Un kilo de cocaína pura, que se puede estirar hasta el doble: US$ 1.300 en Colombia, US$ 30 mil en EE.UU., US$ 50 mil en Europa, US$ 200 mil en el lejano oriente y Oceanía. Si de cada 10 envíos cayeran nueve, sigue siendo negocios.
En Uruguay el tráfico de pasta base que comenzó en 1999 cambió para siempre el mapa delictivo y, sobre todo, de la violencia; consolidó y territorializó a lumpen bandas en cuyo seno floreció el sicariato, que provoca la mayor cantidad de muertes por causas delictivas.
Hay un punto oscuro y terrible en este relato: nada de todo lo que ocurrió tiene un sentido ni una razón.
Desde el inicio de la guerra a las drogas lanzada por Nixon, el gasto se multiplicó de millones a miles y miles de millones; EE.UU., que trata el tema como un asunto de salud pública en su territorio, lo considera un asunto de seguridad fuera de fronteras y criminalizó el combate a la producción al punto que, por poner un ejemplo, mientras que en 30 años la guerra de Vietnam dejó 70 mil soldados americanos muertos, en 10 años la guerra a las drogas provocó 180 mil cadáveres en México; los cultivos aumentaron; el menú de drogas se diversificó siendo cada vez más baratas y potentes; y el lavado de dinero sostiene mega estructuras financieras a las que se hace la vista gorda porque la crisis que provocaría su caída sería descomunal.
EE.UU. no la lleva barata en materia de muertos con sus 70 mil al año, la misma cantidad que estadounidenses caídos en Vietnam.
Don Winslow, escritor de algunas de las mejores piezas literarias sobre los carteles de las drogas, dijo: “Cuando le preguntas a la gente cuál fue el conflicto más prolongado de Estados Unidos, suele responder que Vietnam o Afganistán, pero no es ninguno de los dos. La guerra más larga de Estados Unidos es la guerra contra la droga”.
La alusión a Vietnam cuando se habla de drogas tiene un sentido, porque así como la guerra contra el Vietcong generó una herida en la consciencia del pueblo estadounidense que duele aún hoy, esta otra guerra va camino de convertirse en algo parecido.
Los asesores y el pueblo de EE.UU. pidieron por décadas retirarse del sudeste asiático porque se sabía que iban a la derrota.
Ahora es peor, porque la guerra a las drogas se perdió hace años, y eso lo saben todos quienes tienen alguna relación con el asunto.
La imagen de sociedades intoxicadas, desmoralizadas, heridas de muerte en su espíritu, no está reflejada en alguien inyectándose o fumando sustancias como lo viene haciendo el ser humano desde el comienzo de los tiempos, sino que esa postal decadente la representan más fielmente las políticas delirantes de gobiernos que quieren cambiar haciendo más de lo mismo.
Y esto seguirá ocurriendo mientras que no haya abajo una masa crítica y la gente deje de creer que es realmente importante si la droga requisada subió acá o en la otra esquina; si bajó del avión tal o cual o si siempre estuvo en el fuselaje; si, en definitiva, no razonamos que cada requisa al narco es apenas un dedal sacando agua de una bañera con la canilla abierta.
Nada va a cambiar en este asunto si las sociedades no enfrentan el problema de las drogas con la actitud contenida en una frase atribuida al finado y archifamoso narcotraficante Pablo Escobar: “La mente es como un paracaídas. Si no se abre, no sirve de nada”.

*****

Tareas |
1) Responda brevemente, a partir del fragmento, estas preguntas:
(a) ¿Cuánto vale un kilo de cocaína pura en Europa?
(b) ¿En qué año comenzó en Uruguay el tráfico de pasta base?
(c) ¿Cuántos cadáveres provocó en México la guerra a las drogas en 10 años?
2) Repita de forma literal el tramo del fragmento que va desde "Don Winslow, escritor" hasta "en algo parecido.".
3) Enumere todos los lugares para los que la primera oración del fragmento indica un precio del kilo de cocaína pura.
Las filas no intervienen en este ejercicio.

*****

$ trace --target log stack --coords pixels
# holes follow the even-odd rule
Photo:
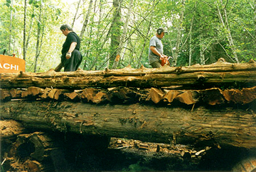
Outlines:
[[[1,74],[1,114],[36,127],[147,142],[256,146],[256,63]]]

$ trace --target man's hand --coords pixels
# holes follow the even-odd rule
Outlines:
[[[68,59],[71,57],[71,52],[67,52],[66,54],[66,59]]]

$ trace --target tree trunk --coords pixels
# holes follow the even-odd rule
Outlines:
[[[186,3],[186,0],[182,0],[182,8],[181,8],[181,15],[180,15],[180,18],[178,21],[178,25],[177,27],[177,38],[176,38],[176,50],[174,51],[174,66],[175,67],[177,64],[177,59],[178,59],[178,52],[180,51],[179,50],[179,46],[180,46],[180,43],[181,42],[181,30],[182,30],[182,23],[183,23],[183,16],[184,16],[184,11],[185,11],[185,3]]]
[[[83,34],[84,34],[84,33],[85,31],[86,26],[87,26],[87,25],[88,23],[90,13],[91,10],[92,10],[92,0],[90,0],[89,7],[88,7],[88,11],[87,11],[87,13],[86,14],[85,22],[84,22],[84,23],[82,25],[82,30],[81,30],[81,33],[80,33],[80,38],[81,40],[82,40]]]
[[[18,120],[33,128],[181,144],[256,145],[252,107],[250,110],[201,106],[191,110],[38,101],[9,101],[1,106],[1,117]]]
[[[152,6],[152,10],[151,10],[151,15],[150,16],[150,18],[149,18],[149,26],[148,26],[148,30],[147,30],[147,32],[146,32],[146,35],[144,39],[144,43],[143,43],[143,45],[142,45],[142,52],[141,52],[141,54],[139,57],[139,63],[138,63],[138,65],[137,65],[137,68],[139,69],[140,67],[141,67],[141,62],[142,62],[142,56],[143,56],[143,53],[144,52],[144,49],[145,49],[145,47],[146,47],[146,43],[147,42],[147,38],[149,38],[149,31],[150,31],[150,28],[151,28],[151,26],[152,25],[152,18],[153,18],[153,15],[154,15],[154,9],[155,8],[155,0],[153,0],[153,6]]]
[[[220,1],[221,1],[221,6],[223,6],[223,4],[222,0],[220,0]],[[232,52],[233,52],[233,54],[234,55],[234,59],[235,59],[235,62],[237,63],[239,63],[239,59],[238,59],[238,54],[236,53],[236,50],[235,50],[235,47],[234,41],[233,40],[233,38],[232,38],[232,35],[231,35],[231,33],[230,33],[230,30],[229,26],[228,26],[228,16],[227,16],[226,9],[225,9],[225,8],[224,8],[223,9],[223,13],[224,13],[224,16],[225,16],[225,21],[224,21],[223,16],[221,14],[220,8],[219,8],[218,4],[218,1],[215,1],[215,4],[216,4],[217,9],[218,9],[218,16],[219,16],[220,23],[222,23],[222,25],[223,26],[223,29],[225,30],[224,32],[225,32],[225,34],[227,35],[227,38],[228,38],[230,47],[230,48],[232,50]],[[226,23],[226,25],[225,23]]]
[[[9,26],[9,32],[10,32],[10,35],[9,35],[9,47],[8,47],[8,52],[7,54],[10,55],[11,54],[11,33],[12,33],[12,21],[13,21],[13,4],[14,4],[14,0],[11,0],[11,4],[10,4],[10,10],[11,10],[11,13],[10,13],[10,26]]]
[[[37,68],[37,65],[38,65],[38,59],[39,57],[39,55],[40,55],[40,35],[41,33],[41,28],[42,28],[42,20],[41,20],[41,17],[42,17],[42,11],[43,11],[43,1],[42,0],[41,1],[41,4],[40,4],[40,12],[39,12],[39,16],[38,16],[38,21],[37,23],[37,26],[38,26],[38,33],[37,33],[37,37],[36,37],[36,57],[35,57],[35,67],[34,67],[34,72],[36,72],[36,68]]]
[[[113,0],[113,21],[111,30],[111,45],[110,45],[110,68],[113,68],[114,61],[118,59],[117,50],[120,44],[121,36],[121,4],[122,0]]]
[[[209,65],[160,69],[132,69],[74,72],[1,74],[1,88],[41,88],[82,89],[116,86],[151,88],[183,86],[183,88],[246,88],[255,86],[256,63],[227,63],[220,59]]]
[[[73,22],[72,23],[72,25],[71,25],[71,28],[73,28],[73,26],[74,26],[74,23],[75,23],[75,19],[76,19],[76,16],[78,15],[78,9],[79,9],[79,6],[80,6],[80,4],[81,3],[81,0],[79,0],[78,1],[78,7],[77,7],[77,10],[75,11],[75,16],[74,16],[74,19],[73,19]]]
[[[117,60],[117,59],[116,58],[116,60],[114,62],[112,69],[117,69],[117,67],[118,66],[118,63],[119,63],[119,60],[121,59],[120,59],[121,58],[121,52],[123,48],[123,44],[124,44],[124,39],[125,39],[125,37],[126,37],[127,33],[128,24],[129,24],[130,15],[131,15],[132,10],[132,6],[133,6],[133,0],[130,0],[129,5],[129,9],[128,9],[128,12],[127,12],[127,16],[126,17],[126,20],[125,20],[125,23],[124,23],[123,33],[122,34],[119,45],[117,47],[117,51],[116,57],[119,56],[119,59]]]

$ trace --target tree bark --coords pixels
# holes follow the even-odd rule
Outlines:
[[[117,69],[117,67],[118,66],[118,63],[119,63],[119,60],[121,59],[121,52],[123,48],[123,44],[124,44],[124,39],[125,39],[125,37],[126,37],[127,33],[128,23],[129,23],[131,13],[132,13],[132,6],[133,6],[133,0],[130,0],[129,5],[129,9],[128,9],[128,12],[127,12],[127,16],[126,17],[126,20],[125,20],[125,23],[124,23],[123,33],[122,34],[119,45],[117,47],[117,52],[116,57],[119,56],[119,60],[117,60],[117,58],[116,58],[116,60],[114,62],[112,69]]]
[[[82,25],[82,30],[81,30],[81,33],[80,33],[80,38],[81,40],[82,40],[83,34],[84,34],[84,33],[85,31],[87,24],[88,23],[90,13],[91,10],[92,10],[92,0],[90,0],[90,5],[89,5],[89,7],[88,7],[88,11],[87,11],[87,13],[86,14],[85,22],[84,22],[84,23]]]
[[[26,8],[27,1],[24,0],[24,25],[23,25],[23,59],[26,60]]]
[[[251,108],[9,101],[1,109],[2,117],[34,128],[163,143],[256,145],[256,121]]]
[[[220,0],[220,1],[221,1],[220,5],[223,6],[223,1]],[[220,8],[218,6],[218,1],[215,1],[215,4],[216,4],[217,9],[218,9],[218,11],[217,11],[218,16],[218,17],[220,18],[220,23],[222,23],[224,30],[225,30],[225,32],[226,33],[226,36],[227,36],[229,45],[230,46],[230,48],[232,50],[233,54],[234,55],[234,59],[235,59],[235,62],[239,63],[239,59],[238,59],[238,54],[236,53],[236,50],[235,50],[234,41],[233,41],[233,39],[232,38],[232,35],[230,33],[230,30],[229,26],[228,26],[228,16],[227,16],[226,9],[225,8],[223,9],[223,13],[224,13],[224,16],[225,16],[225,21],[224,21],[223,16],[221,14],[220,9]],[[226,25],[225,23],[226,23]]]
[[[83,89],[87,87],[116,86],[151,88],[183,86],[198,89],[213,88],[246,88],[255,86],[256,63],[226,63],[220,59],[209,65],[160,69],[132,69],[74,72],[1,74],[1,88],[41,88]]]
[[[112,23],[111,30],[111,45],[110,45],[110,68],[113,68],[114,61],[117,60],[117,48],[120,44],[121,39],[121,25],[122,25],[121,21],[121,4],[122,0],[113,0],[113,21]]]
[[[39,57],[39,55],[40,55],[40,36],[41,33],[41,28],[42,28],[42,20],[41,20],[41,17],[42,17],[42,11],[43,11],[43,1],[42,0],[41,1],[41,4],[40,4],[40,12],[39,12],[39,16],[38,16],[38,21],[37,23],[37,26],[38,26],[38,33],[37,33],[37,37],[36,37],[36,57],[35,57],[35,67],[34,67],[34,72],[36,72],[36,68],[37,68],[37,65],[38,65],[38,59]]]
[[[182,8],[181,11],[181,16],[178,21],[178,25],[177,27],[177,38],[176,38],[176,50],[174,51],[174,66],[175,67],[177,64],[177,59],[178,59],[178,52],[180,51],[179,46],[180,43],[181,42],[181,32],[182,32],[182,23],[183,20],[183,16],[184,16],[184,11],[185,11],[185,0],[182,0]]]

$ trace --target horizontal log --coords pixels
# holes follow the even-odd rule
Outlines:
[[[181,103],[183,105],[247,104],[256,99],[256,86],[240,89],[213,88],[204,90],[167,90],[151,88],[137,89],[117,87],[111,89],[85,88],[83,90],[56,89],[29,87],[28,89],[0,89],[0,100],[41,99],[83,101],[93,103],[150,103],[165,104]]]
[[[160,69],[106,69],[45,73],[1,74],[1,88],[41,88],[83,89],[87,87],[117,86],[151,88],[183,86],[252,87],[256,84],[256,63],[230,64],[222,62],[210,65],[186,67],[164,67]]]
[[[8,101],[1,117],[25,127],[174,144],[256,147],[252,107],[191,108],[141,104]]]

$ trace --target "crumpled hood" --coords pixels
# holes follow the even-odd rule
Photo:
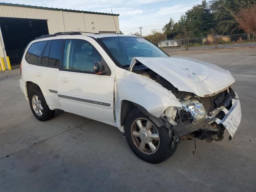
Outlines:
[[[219,92],[235,82],[229,71],[194,59],[172,57],[136,57],[135,59],[162,76],[179,91],[193,93],[200,97]]]

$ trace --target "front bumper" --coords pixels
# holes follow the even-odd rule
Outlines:
[[[242,111],[240,101],[237,94],[236,94],[236,98],[232,100],[232,106],[229,110],[226,108],[222,109],[225,116],[222,120],[218,118],[214,118],[209,123],[216,122],[217,124],[222,124],[228,130],[232,138],[236,132],[242,118]]]
[[[233,138],[242,117],[240,101],[236,94],[235,98],[232,100],[232,106],[229,110],[224,108],[217,109],[218,112],[196,124],[184,121],[174,126],[174,134],[181,137],[194,132],[196,133],[196,137],[199,139],[220,141],[223,139],[224,130],[226,129]],[[218,116],[217,115],[221,111],[225,114],[224,116],[220,118],[216,118]]]

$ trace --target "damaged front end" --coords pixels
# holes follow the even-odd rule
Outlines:
[[[158,82],[171,91],[180,101],[182,107],[169,107],[161,117],[172,125],[176,138],[205,139],[208,142],[221,141],[226,129],[230,135],[229,140],[234,136],[240,123],[241,112],[237,95],[230,85],[213,93],[198,96],[194,92],[180,90],[138,60],[134,60],[130,70]]]
[[[219,141],[223,139],[226,129],[230,135],[229,139],[232,139],[240,124],[241,113],[237,95],[230,87],[210,97],[187,96],[180,101],[182,108],[174,109],[176,115],[169,121],[174,126],[176,137]]]

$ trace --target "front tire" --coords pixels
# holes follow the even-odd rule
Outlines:
[[[164,126],[158,127],[138,109],[126,118],[124,132],[127,142],[139,158],[152,164],[161,163],[172,155],[176,148],[170,146],[172,137]]]
[[[53,117],[55,111],[49,108],[40,90],[37,88],[32,89],[28,95],[30,108],[36,118],[40,121],[44,121]]]

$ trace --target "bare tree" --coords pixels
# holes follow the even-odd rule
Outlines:
[[[186,24],[182,26],[183,34],[186,40],[186,50],[188,50],[188,40],[193,34],[193,32]]]
[[[214,44],[215,45],[215,48],[218,48],[218,43],[222,37],[222,35],[218,35],[217,32],[216,30],[212,29],[211,30],[212,33],[212,36],[214,40]],[[222,34],[223,35],[223,34]]]
[[[256,5],[248,9],[241,10],[236,16],[241,28],[247,33],[255,34],[256,32]]]

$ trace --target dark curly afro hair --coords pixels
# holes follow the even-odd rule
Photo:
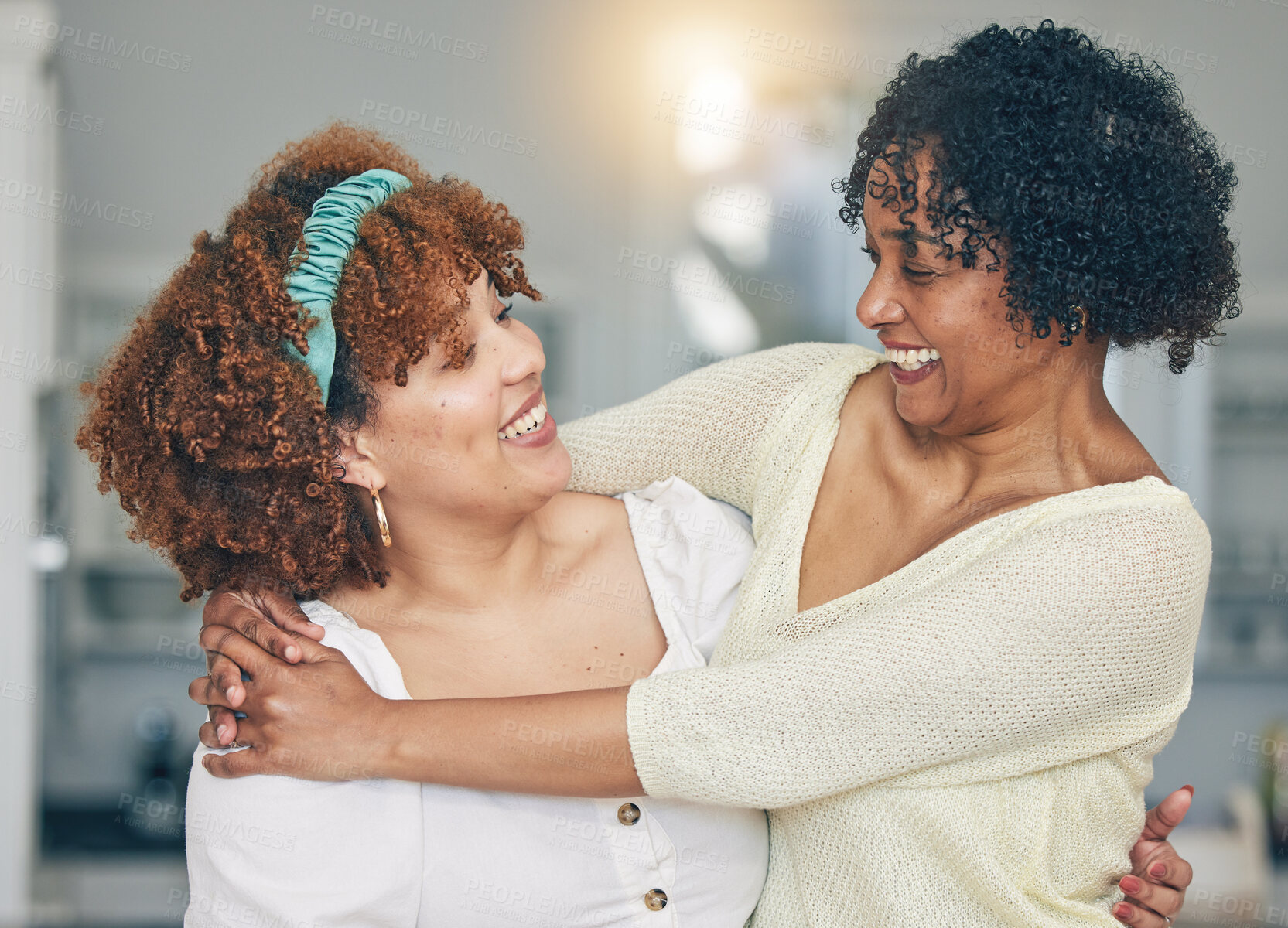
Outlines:
[[[313,202],[372,167],[412,185],[362,220],[332,305],[335,373],[317,381],[282,349],[304,350],[286,293],[291,251]],[[376,414],[371,384],[407,384],[440,342],[464,363],[466,288],[486,269],[501,296],[540,299],[515,251],[523,232],[500,203],[453,178],[433,180],[372,131],[335,122],[265,165],[218,236],[160,290],[91,385],[76,436],[133,517],[130,537],[161,548],[183,600],[222,580],[285,580],[317,596],[340,579],[384,583],[359,490],[336,479],[339,430]]]
[[[1016,332],[1045,339],[1055,324],[1061,345],[1079,331],[1123,348],[1163,340],[1180,373],[1195,344],[1239,314],[1225,223],[1234,166],[1160,64],[1050,19],[989,26],[938,58],[908,55],[859,134],[849,178],[833,184],[851,230],[872,197],[899,211],[913,254],[922,149],[935,242],[965,268],[980,252],[987,270],[1005,265]],[[945,239],[958,230],[954,251]]]

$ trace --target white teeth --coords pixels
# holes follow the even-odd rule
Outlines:
[[[886,358],[898,364],[902,371],[916,371],[923,364],[939,360],[939,351],[933,348],[887,348]]]
[[[545,421],[546,400],[545,396],[542,396],[535,407],[519,416],[519,418],[514,420],[514,422],[507,425],[504,430],[498,431],[496,436],[505,440],[507,438],[514,438],[515,435],[526,435],[529,431],[540,429]]]

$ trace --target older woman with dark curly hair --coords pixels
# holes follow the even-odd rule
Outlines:
[[[1101,372],[1110,341],[1180,372],[1238,313],[1234,184],[1163,68],[1075,30],[909,55],[838,181],[885,354],[772,349],[563,432],[576,489],[676,474],[751,514],[711,665],[394,701],[289,599],[263,605],[294,635],[215,596],[192,694],[222,707],[207,744],[249,749],[205,763],[766,807],[766,928],[1162,925],[1184,865],[1137,844],[1159,882],[1118,874],[1189,700],[1211,542]]]

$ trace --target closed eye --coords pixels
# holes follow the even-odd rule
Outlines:
[[[868,257],[872,259],[872,264],[877,264],[877,265],[881,264],[881,257],[877,255],[877,252],[875,250],[869,248],[866,245],[860,245],[859,250],[863,251],[863,254],[866,254]],[[912,268],[909,268],[907,265],[904,265],[903,273],[907,274],[908,277],[912,277],[912,278],[916,278],[916,279],[925,279],[927,277],[934,277],[935,275],[935,272],[933,272],[933,270],[913,270]]]

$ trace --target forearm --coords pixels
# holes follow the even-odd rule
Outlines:
[[[498,699],[390,700],[375,772],[545,795],[640,795],[629,687]]]

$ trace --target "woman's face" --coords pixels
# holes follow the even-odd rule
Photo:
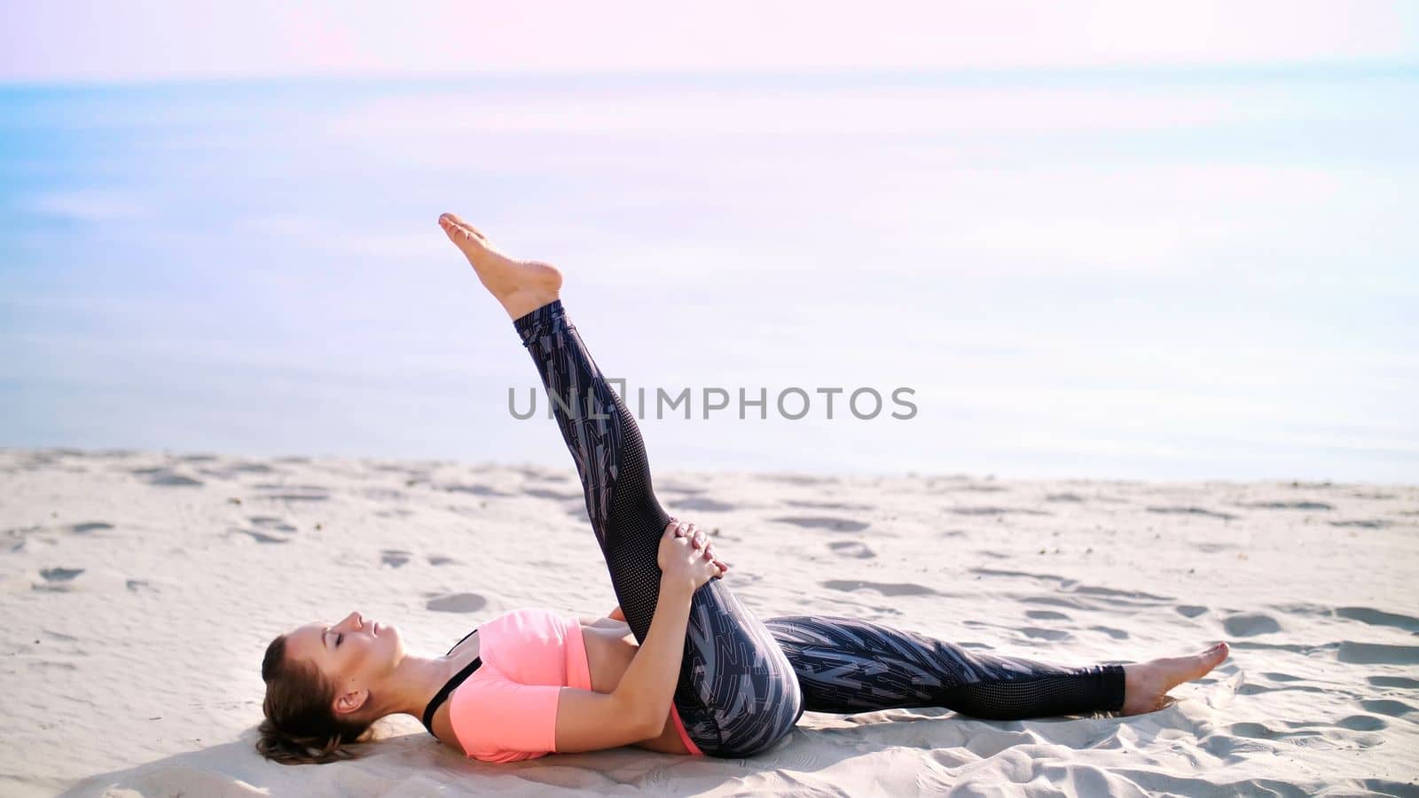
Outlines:
[[[307,623],[287,635],[287,656],[315,663],[335,684],[336,711],[353,711],[404,657],[397,626],[385,626],[359,612],[338,623]],[[353,694],[353,696],[352,696]]]

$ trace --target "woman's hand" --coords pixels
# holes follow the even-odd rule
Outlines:
[[[670,520],[657,555],[661,582],[687,585],[691,592],[724,574],[710,548],[710,537],[695,524]]]
[[[671,525],[678,525],[680,524],[680,518],[675,518],[674,515],[671,515],[670,517],[670,524]],[[687,524],[684,527],[678,527],[678,531],[677,531],[677,534],[680,537],[692,537],[695,532],[700,532],[701,535],[704,535],[704,532],[700,531],[700,527],[695,525],[694,523]],[[705,537],[705,558],[711,559],[715,565],[719,567],[719,575],[715,576],[715,579],[722,579],[724,575],[729,571],[729,564],[725,562],[725,561],[722,561],[722,559],[719,559],[719,557],[715,555],[715,552],[714,552],[714,544],[710,542],[708,537]]]

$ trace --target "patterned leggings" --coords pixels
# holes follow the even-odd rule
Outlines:
[[[514,321],[532,355],[586,493],[612,586],[637,640],[660,595],[657,552],[670,515],[650,484],[634,416],[606,383],[561,300]],[[1061,669],[966,652],[867,621],[761,622],[711,579],[690,605],[675,709],[701,751],[748,757],[782,740],[805,710],[941,706],[983,718],[1117,711],[1120,665]]]

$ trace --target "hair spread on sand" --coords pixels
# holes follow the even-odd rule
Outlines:
[[[335,717],[335,686],[321,670],[285,656],[285,635],[271,640],[261,660],[267,684],[257,751],[284,765],[324,764],[358,760],[363,751],[346,745],[369,743],[370,723],[349,723]]]

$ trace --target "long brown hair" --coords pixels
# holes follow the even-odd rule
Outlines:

*****

Ejercicio resuelto |
1)
(a) US$ 50 mil.
(b) En 1999.
(c) 180 mil.

2)
Don Winslow, escritor de algunas de las mejores piezas literarias sobre los carteles de las drogas, dijo: “Cuando le preguntas a la gente cuál fue el conflicto más prolongado de Estados Unidos, suele responder que Vietnam o Afganistán, pero no es ninguno de los dos. La guerra más larga de Estados Unidos es la guerra contra la droga”.
La alusión a Vietnam cuando se habla de drogas tiene un sentido, porque así como la guerra contra el Vietcong generó una herida en la consciencia del pueblo estadounidense que duele aún hoy, esta otra guerra va camino de convertirse en algo parecido.

3) Colombia; EE.UU.; Europa; el lejano oriente; Oceanía.